【ブラサカ女子世界選手権2025】最終日 アルゼンチンのニ連覇で6日間の熱戦に幕。 日本は銅メダルを確保。

Blind Football

10月11日 コチ(インド)。IBSAブラインドサッカー女子世界選手権2025 最終日、決勝と3位決定戦が行われ、アルゼンチンが2-0でイングランドを下して優勝。日本はスコアレスのまま、準決勝に続いてPK戦へ突入。2-1でブラジルを下して銅メダルを確保した。

3位決定戦 日本 0-0 ブラジル(PK戦 2-1)

PK戦を制して喜ぶ選手たち

優勝の道が断たれたショックから1日で切り替えを余儀なくされた日本と、初めて参加して準決勝に進出したことを名誉に感じ試合後まるで勝利したかのように明るかったブラジル。

先発は日本が、大作眞智子(GK)、福田史織(フィクソ)、若杉遥(アンカー)、島谷花菜(右アラ)、西山乃彩(左アラ)。ブラジルはここまで1失点の固い守り。リーシア(GK)、イラーマニア(7番、フィクソ)、タマリース(右アラ、10番)、イリアニー(左アラ、11番)、セーラー(ピヴォ、8番)。ピヴォが相手陣内に残り、不動のフィクスとアラの3人がしっかり3角形をつくって守るのがブラジル。状況に応じてどちらかのアラが攻撃参加することがある。

データ部分 ->
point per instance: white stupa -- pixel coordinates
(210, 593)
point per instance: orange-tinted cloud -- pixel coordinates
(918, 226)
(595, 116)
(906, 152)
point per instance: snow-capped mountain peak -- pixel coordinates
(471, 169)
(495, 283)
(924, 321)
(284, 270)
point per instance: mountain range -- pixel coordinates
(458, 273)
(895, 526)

==

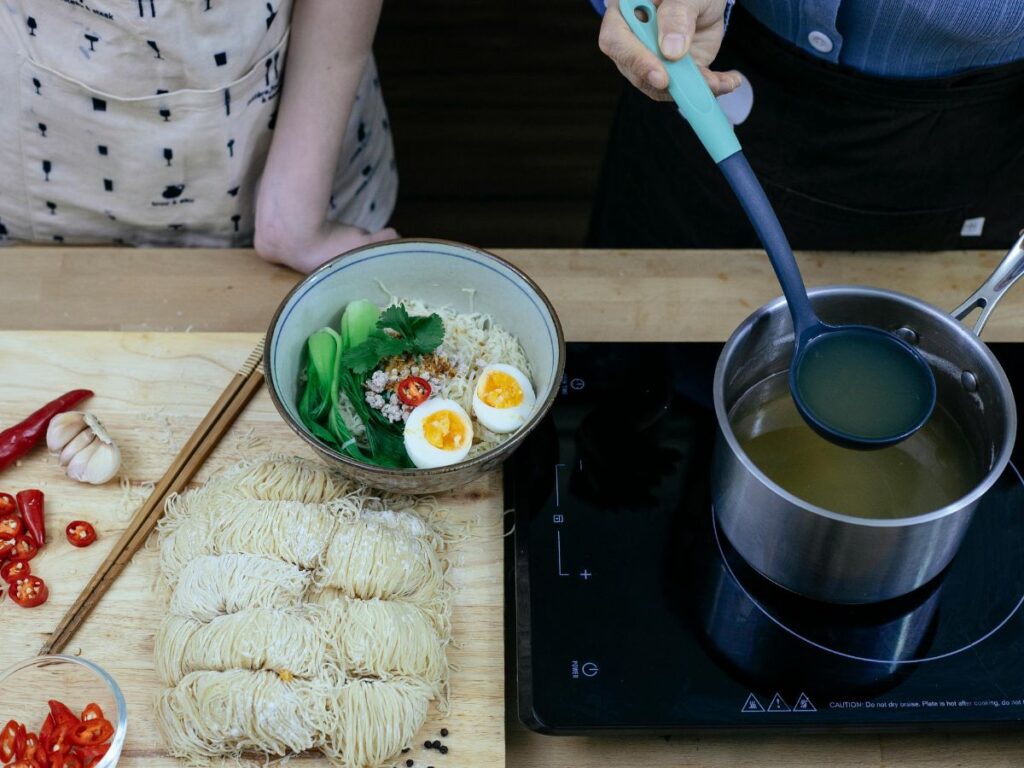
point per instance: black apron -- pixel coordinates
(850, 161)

課題の要件 ->
a - ブラインドサッカーの記事の「Blind Football」から「ラが攻撃参加することがある。」までを、「3位決定戦」を「三位決定戦」に置き換えて編集し、書き出してください。
b - ブラインドサッカーの記事にある「ブラジルはここまで1失点の固い守り。」という一文を英語に訳してください。

解答一覧 ->
a -
Blind Football

10月11日 コチ(インド)。IBSAブラインドサッカー女子世界選手権2025 最終日、決勝と三位決定戦が行われ、アルゼンチンが2-0でイングランドを下して優勝。日本はスコアレスのまま、準決勝に続いてPK戦へ突入。2-1でブラジルを下して銅メダルを確保した。

三位決定戦 日本 0-0 ブラジル(PK戦 2-1)

PK戦を制して喜ぶ選手たち

優勝の道が断たれたショックから1日で切り替えを余儀なくされた日本と、初めて参加して準決勝に進出したことを名誉に感じ試合後まるで勝利したかのように明るかったブラジル。

先発は日本が、大作眞智子(GK)、福田史織(フィクソ)、若杉遥(アンカー)、島谷花菜(右アラ)、西山乃彩(左アラ)。ブラジルはここまで1失点の固い守り。リーシア(GK)、イラーマニア(7番、フィクソ)、タマリース(右アラ、10番)、イリアニー(左アラ、11番)、セーラー(ピヴォ、8番)。ピヴォが相手陣内に残り、不動のフィクスとアラの3人がしっかり3角形をつくって守るのがブラジル。状況に応じてどちらかのアラが攻撃参加することがある。

b - Brazil has a solid defense that has conceded only one goal so far.